Assignment. For each entry below, copy the text exactly and leave out any picture.

____ Recorded data

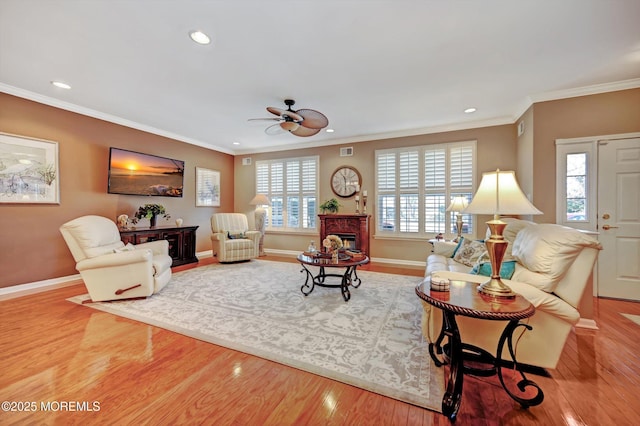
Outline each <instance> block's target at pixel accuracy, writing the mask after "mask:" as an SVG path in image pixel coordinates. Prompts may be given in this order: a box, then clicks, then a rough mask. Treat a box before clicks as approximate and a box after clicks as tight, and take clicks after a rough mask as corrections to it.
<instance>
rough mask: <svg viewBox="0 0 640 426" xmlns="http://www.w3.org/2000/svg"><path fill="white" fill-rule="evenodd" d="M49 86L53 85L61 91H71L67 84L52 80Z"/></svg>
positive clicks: (70, 88)
mask: <svg viewBox="0 0 640 426" xmlns="http://www.w3.org/2000/svg"><path fill="white" fill-rule="evenodd" d="M51 84H53V85H54V86H56V87H59V88H61V89H67V90H69V89H71V86H69V85H68V84H67V83H63V82H61V81H56V80H54V81H52V82H51Z"/></svg>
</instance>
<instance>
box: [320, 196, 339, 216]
mask: <svg viewBox="0 0 640 426" xmlns="http://www.w3.org/2000/svg"><path fill="white" fill-rule="evenodd" d="M320 208H321V209H322V213H323V214H324V213H325V212H327V211H328V212H329V213H337V212H338V209H339V208H340V203H338V200H336V199H335V198H332V199H330V200H327V201H325V202H324V203H322V204H320Z"/></svg>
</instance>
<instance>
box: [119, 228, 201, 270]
mask: <svg viewBox="0 0 640 426" xmlns="http://www.w3.org/2000/svg"><path fill="white" fill-rule="evenodd" d="M196 229H198V226H180V227H176V226H166V227H165V226H154V227H151V228H128V229H123V228H119V231H120V239H121V240H122V242H123V243H125V244H127V243H131V244H134V245H135V244H141V243H147V242H149V241H157V240H167V241H169V256H171V258H172V259H173V263H172V264H171V266H178V265H184V264H187V263H195V262H197V261H198V258H197V257H196Z"/></svg>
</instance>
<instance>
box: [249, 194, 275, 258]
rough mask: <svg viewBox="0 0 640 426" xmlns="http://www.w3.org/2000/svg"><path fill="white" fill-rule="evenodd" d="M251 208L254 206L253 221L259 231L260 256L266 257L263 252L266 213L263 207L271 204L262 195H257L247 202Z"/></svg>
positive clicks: (270, 203)
mask: <svg viewBox="0 0 640 426" xmlns="http://www.w3.org/2000/svg"><path fill="white" fill-rule="evenodd" d="M249 204H251V205H252V206H256V211H255V213H254V214H255V221H256V231H260V243H259V250H260V253H259V254H260V256H266V254H265V252H264V227H265V224H266V220H265V219H266V217H267V211H266V210H265V208H264V207H263V206H267V207H268V206H269V205H270V204H271V202H270V201H269V198H268V197H267V196H266V195H264V194H257V195H256V196H255V197H253V199H252V200H251V201H250V202H249Z"/></svg>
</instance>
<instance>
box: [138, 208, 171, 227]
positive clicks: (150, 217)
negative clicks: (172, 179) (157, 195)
mask: <svg viewBox="0 0 640 426" xmlns="http://www.w3.org/2000/svg"><path fill="white" fill-rule="evenodd" d="M160 215H162V217H164V218H165V219H168V218H170V217H171V216H170V215H169V213H167V211H166V210H165V208H164V206H163V205H162V204H145V205H144V206H140V207H138V211H137V212H136V215H135V218H134V219H133V223H138V220H140V219H142V218H146V219H149V223H150V225H151V227H154V226H156V220H157V218H158V216H160Z"/></svg>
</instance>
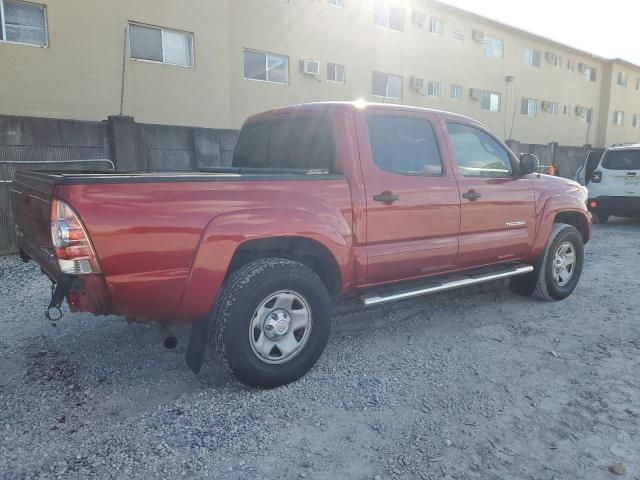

________

Response box.
Outline each <instance> block's target at pixel accuracy, writing the mask after "mask:" as an SVG path in image pixel coordinates. Prompts may be given in this order: a box, then clicks, then a rough mask. Treat a box before clicks as approximate and a box after clicks as tight, and take clicks after a rough mask as corrections to it.
<instance>
rough mask: <svg viewBox="0 0 640 426" xmlns="http://www.w3.org/2000/svg"><path fill="white" fill-rule="evenodd" d="M49 86L53 85L61 91H71L67 84L52 80Z"/></svg>
positive clicks: (70, 88)
mask: <svg viewBox="0 0 640 426" xmlns="http://www.w3.org/2000/svg"><path fill="white" fill-rule="evenodd" d="M51 84H53V85H54V86H56V87H59V88H61V89H67V90H69V89H71V86H69V85H68V84H67V83H63V82H61V81H56V80H54V81H52V82H51Z"/></svg>
</instance>
<instance>
box: [320, 196, 339, 216]
mask: <svg viewBox="0 0 640 426" xmlns="http://www.w3.org/2000/svg"><path fill="white" fill-rule="evenodd" d="M320 208H321V209H322V213H323V214H324V213H325V212H327V211H328V212H329V213H337V212H338V209H339V208H340V203H338V200H336V199H335V198H332V199H330V200H327V201H325V202H324V203H322V204H320Z"/></svg>
</instance>
<instance>
box: [119, 228, 201, 270]
mask: <svg viewBox="0 0 640 426" xmlns="http://www.w3.org/2000/svg"><path fill="white" fill-rule="evenodd" d="M196 229H198V226H180V227H176V226H166V227H165V226H154V227H151V228H128V229H123V228H119V231H120V239H121V240H122V242H123V243H125V244H127V243H131V244H134V245H135V244H141V243H147V242H149V241H157V240H167V241H169V256H171V258H172V259H173V263H172V264H171V266H178V265H184V264H187V263H195V262H197V261H198V258H197V257H196Z"/></svg>
</instance>
<instance>
box: [249, 194, 275, 258]
rough mask: <svg viewBox="0 0 640 426" xmlns="http://www.w3.org/2000/svg"><path fill="white" fill-rule="evenodd" d="M251 208L254 206L253 221L259 231L260 256L266 257L263 252L266 213L263 207L271 204L262 195H257L247 202Z"/></svg>
positive clicks: (270, 203)
mask: <svg viewBox="0 0 640 426" xmlns="http://www.w3.org/2000/svg"><path fill="white" fill-rule="evenodd" d="M249 204H251V205H252V206H256V211H255V213H254V214H255V221H256V231H260V243H259V250H260V253H259V254H260V256H266V254H265V252H264V227H265V224H266V220H265V219H266V217H267V211H266V210H265V208H264V207H263V206H267V207H268V206H269V205H270V204H271V202H270V201H269V198H268V197H267V196H266V195H264V194H257V195H256V196H255V197H253V199H252V200H251V201H250V202H249Z"/></svg>
</instance>
<instance>
box: [138, 208, 171, 227]
positive clicks: (150, 217)
negative clicks: (172, 179) (157, 195)
mask: <svg viewBox="0 0 640 426" xmlns="http://www.w3.org/2000/svg"><path fill="white" fill-rule="evenodd" d="M160 215H162V217H164V218H165V219H168V218H170V217H171V216H170V215H169V213H167V211H166V210H165V208H164V206H163V205H162V204H145V205H144V206H140V207H138V211H137V212H136V215H135V218H134V219H133V223H138V220H140V219H142V218H146V219H149V223H150V225H151V227H154V226H156V220H157V218H158V216H160Z"/></svg>
</instance>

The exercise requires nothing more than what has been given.